_Tugas A_
Ubah baris-baris catatan menjadi tabel Markdown dengan kolom No untuk nomor urut dan kolom Baris untuk isi barisnya. Mulailah dari baris yang memuat "Question. The picture above shows the brown lower" dan berhentilah pada akhir catatan, lewati baris kosong, dan jangan cantumkan gambar dalam jawaban.

RKA-KL dan Raperda APBD masih bisa dimungkinkan untuk berubah. Untuk itulah Perpres Nomor 54 Tahun 2010 mengatur secara spesifik jenis pelelangan yang prosesnya bisa dilakukan sebelum anggaran disahkan. Proses yang dapat dilakukan sebelum anggaran disahkan seperti dijelaskan pada pasal 60 (3) : “Dalam hal Pelelangan Umum dengan prakualifikasi, Pelelangan Terbatas atau Seleksi Umum dilakukan mendahului Tahun Anggaran, SPPBJ hanya diterbitkan setelah DIPA/DPA disahkan.”
Baca Juga: Dasar Hukum Pelaksanaan Lelang Mendahului KUA-PPAS/Penetapan APBD

Maka dari itu pada dokumen pemilihan penyedia mendahului DIPA/DPA selalu dituangkan klausal “ketidakpastian” berupa pernyataan bahwa DIPA/DPA belum ditetapkan sehingga sangat terbuka kemungkinan dibatalkan jika anggaran tidak disepakati atau jumlahnya kurang dari yang telah diumumkan. Jika proses pelelangan dibatalkan karena DIPA/DPA tidak ditetapkan atau alokasi anggaran dalam DIPA/DPA yang ditetapkan kurang dari nilai pengadaan yang diadakan, maka Penyedia Barang/Jasa tidak dapat diberikan ganti rugi.

Syarat-syarat RUP dapat diumumkan tertuang pada pasal 25 Perpres 54/2010 sebagaimana diubah dengan Perpres 4/2015, yang mensyaratkan pengumuman RUP paling minimal sudah ada RKA-KL, sedang untuk daerah, minimal RAPBD sudah disetujui bersama dengan DPRD.

_Data yang Tersedia_
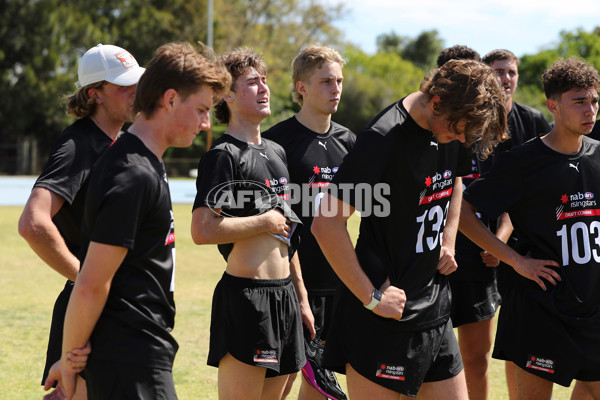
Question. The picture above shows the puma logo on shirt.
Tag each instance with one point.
(576, 166)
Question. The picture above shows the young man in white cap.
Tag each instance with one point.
(51, 220)
(122, 301)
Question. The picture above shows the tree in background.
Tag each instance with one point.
(421, 51)
(371, 83)
(577, 43)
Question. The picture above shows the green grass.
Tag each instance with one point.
(28, 289)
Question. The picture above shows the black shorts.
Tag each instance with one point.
(398, 360)
(258, 322)
(473, 301)
(322, 309)
(109, 380)
(54, 350)
(541, 343)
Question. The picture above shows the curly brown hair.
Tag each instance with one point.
(80, 104)
(569, 73)
(469, 93)
(237, 62)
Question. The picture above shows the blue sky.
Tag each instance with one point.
(524, 27)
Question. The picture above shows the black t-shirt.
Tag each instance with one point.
(313, 159)
(66, 174)
(129, 205)
(553, 199)
(243, 179)
(595, 133)
(523, 123)
(402, 240)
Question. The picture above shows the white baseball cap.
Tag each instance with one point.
(108, 63)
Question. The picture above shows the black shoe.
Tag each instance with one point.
(318, 377)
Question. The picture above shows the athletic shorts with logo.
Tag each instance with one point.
(473, 301)
(258, 322)
(399, 360)
(541, 343)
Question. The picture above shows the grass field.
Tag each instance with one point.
(28, 289)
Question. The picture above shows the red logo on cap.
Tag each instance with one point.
(126, 59)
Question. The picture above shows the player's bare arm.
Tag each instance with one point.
(332, 235)
(307, 316)
(447, 264)
(36, 226)
(530, 268)
(209, 227)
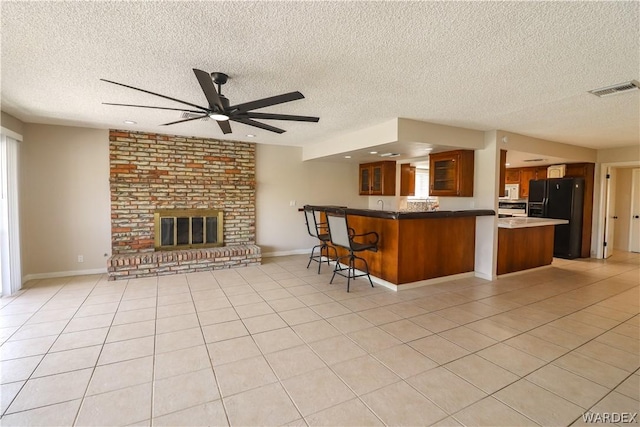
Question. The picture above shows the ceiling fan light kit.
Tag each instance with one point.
(220, 108)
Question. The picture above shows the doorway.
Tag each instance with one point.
(618, 222)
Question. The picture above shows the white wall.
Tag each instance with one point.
(485, 192)
(283, 177)
(65, 210)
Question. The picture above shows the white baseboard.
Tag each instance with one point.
(55, 274)
(529, 270)
(286, 253)
(483, 276)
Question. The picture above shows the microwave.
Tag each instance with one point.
(512, 191)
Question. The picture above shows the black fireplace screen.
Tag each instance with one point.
(187, 228)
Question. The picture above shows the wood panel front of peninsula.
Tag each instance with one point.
(416, 246)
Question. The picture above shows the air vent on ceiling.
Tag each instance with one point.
(186, 115)
(616, 89)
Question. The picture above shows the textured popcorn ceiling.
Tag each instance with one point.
(524, 67)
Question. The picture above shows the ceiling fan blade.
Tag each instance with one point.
(209, 89)
(225, 126)
(266, 102)
(269, 116)
(258, 125)
(158, 108)
(185, 120)
(156, 94)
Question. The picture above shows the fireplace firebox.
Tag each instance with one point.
(187, 228)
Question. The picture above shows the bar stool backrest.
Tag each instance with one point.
(338, 229)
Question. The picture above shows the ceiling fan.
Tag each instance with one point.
(221, 110)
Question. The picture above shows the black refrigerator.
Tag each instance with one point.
(560, 198)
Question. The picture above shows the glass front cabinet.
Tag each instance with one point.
(451, 173)
(378, 179)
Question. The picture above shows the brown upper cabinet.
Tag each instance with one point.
(451, 173)
(522, 176)
(407, 180)
(378, 179)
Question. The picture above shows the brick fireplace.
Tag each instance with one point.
(152, 173)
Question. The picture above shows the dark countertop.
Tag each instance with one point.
(407, 215)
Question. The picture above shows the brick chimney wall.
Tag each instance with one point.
(152, 171)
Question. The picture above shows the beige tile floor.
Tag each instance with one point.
(278, 345)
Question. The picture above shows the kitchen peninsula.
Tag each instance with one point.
(525, 243)
(416, 246)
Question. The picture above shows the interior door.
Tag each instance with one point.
(634, 238)
(610, 215)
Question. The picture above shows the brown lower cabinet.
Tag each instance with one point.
(524, 248)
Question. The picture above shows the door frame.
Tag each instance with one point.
(610, 190)
(634, 189)
(597, 235)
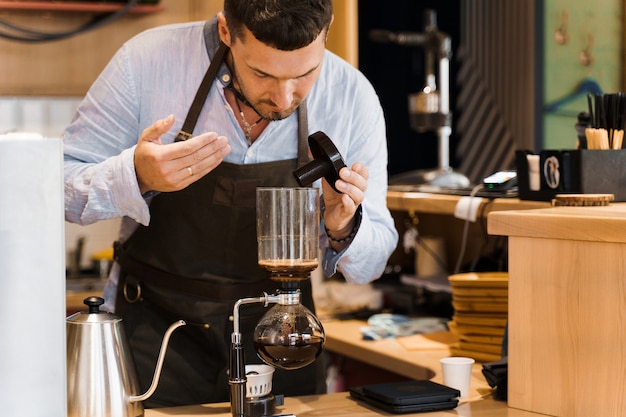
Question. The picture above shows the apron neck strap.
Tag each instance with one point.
(203, 92)
(201, 95)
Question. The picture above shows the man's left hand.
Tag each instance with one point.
(340, 207)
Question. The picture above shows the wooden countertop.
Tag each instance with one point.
(344, 337)
(599, 224)
(340, 404)
(446, 204)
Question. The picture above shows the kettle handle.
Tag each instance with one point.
(157, 371)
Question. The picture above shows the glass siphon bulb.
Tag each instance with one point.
(289, 337)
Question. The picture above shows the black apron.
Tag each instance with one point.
(197, 257)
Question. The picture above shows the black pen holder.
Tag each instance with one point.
(580, 171)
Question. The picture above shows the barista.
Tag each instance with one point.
(185, 184)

_Tugas B_
Jawablah pertanyaan berikut berdasarkan artikel.
(i) Pasal berapa dalam Perpres Nomor 54 Tahun 2010 yang dikutip untuk menjelaskan proses yang dapat dilakukan sebelum anggaran disahkan?
(ii) Apakah Penyedia Barang/Jasa dapat diberi ganti rugi jika pelelangan dibatalkan karena DIPA/DPA tidak ditetapkan?
(iii) Untuk daerah, apa syarat minimal agar RUP dapat diumumkan?

_Jawaban Latihan A_
| No | Baris |
|---|---|
| 1 | Question. The picture above shows the brown lower cabinet. |
| 2 | Tag each instance with one point. |
| 3 | (524, 248) |
| 4 | Question. The picture above shows the door frame. |
| 5 | Tag each instance with one point. |
| 6 | (610, 190) |
| 7 | (634, 189) |
| 8 | (597, 235) |
| 9 | Question. The picture above shows the apron neck strap. |
| 10 | Tag each instance with one point. |
| 11 | (203, 92) |
| 12 | (201, 95) |
| 13 | Question. The picture above shows the man's left hand. |
| 14 | Tag each instance with one point. |
| 15 | (340, 207) |
| 16 | Question. The picture above shows the wooden countertop. |
| 17 | Tag each instance with one point. |
| 18 | (344, 337) |
| 19 | (599, 224) |
| 20 | (340, 404) |
| 21 | (446, 204) |
| 22 | Question. The picture above shows the kettle handle. |
| 23 | Tag each instance with one point. |
| 24 | (157, 371) |
| 25 | Question. The picture above shows the glass siphon bulb. |
| 26 | Tag each instance with one point. |
| 27 | (289, 337) |
| 28 | Question. The picture above shows the black apron. |
| 29 | Tag each instance with one point. |
| 30 | (197, 257) |
| 31 | Question. The picture above shows the black pen holder. |
| 32 | Tag each instance with one point. |
| 33 | (580, 171) |
| 34 | Question. The picture above shows the barista. |
| 35 | Tag each instance with one point. |
| 36 | (185, 184) |

_Jawaban Latihan B_
(i) Pasal 60 ayat (3).
(ii) Tidak, Penyedia Barang/Jasa tidak dapat diberikan ganti rugi.
(iii) RAPBD minimal sudah disetujui bersama dengan DPRD.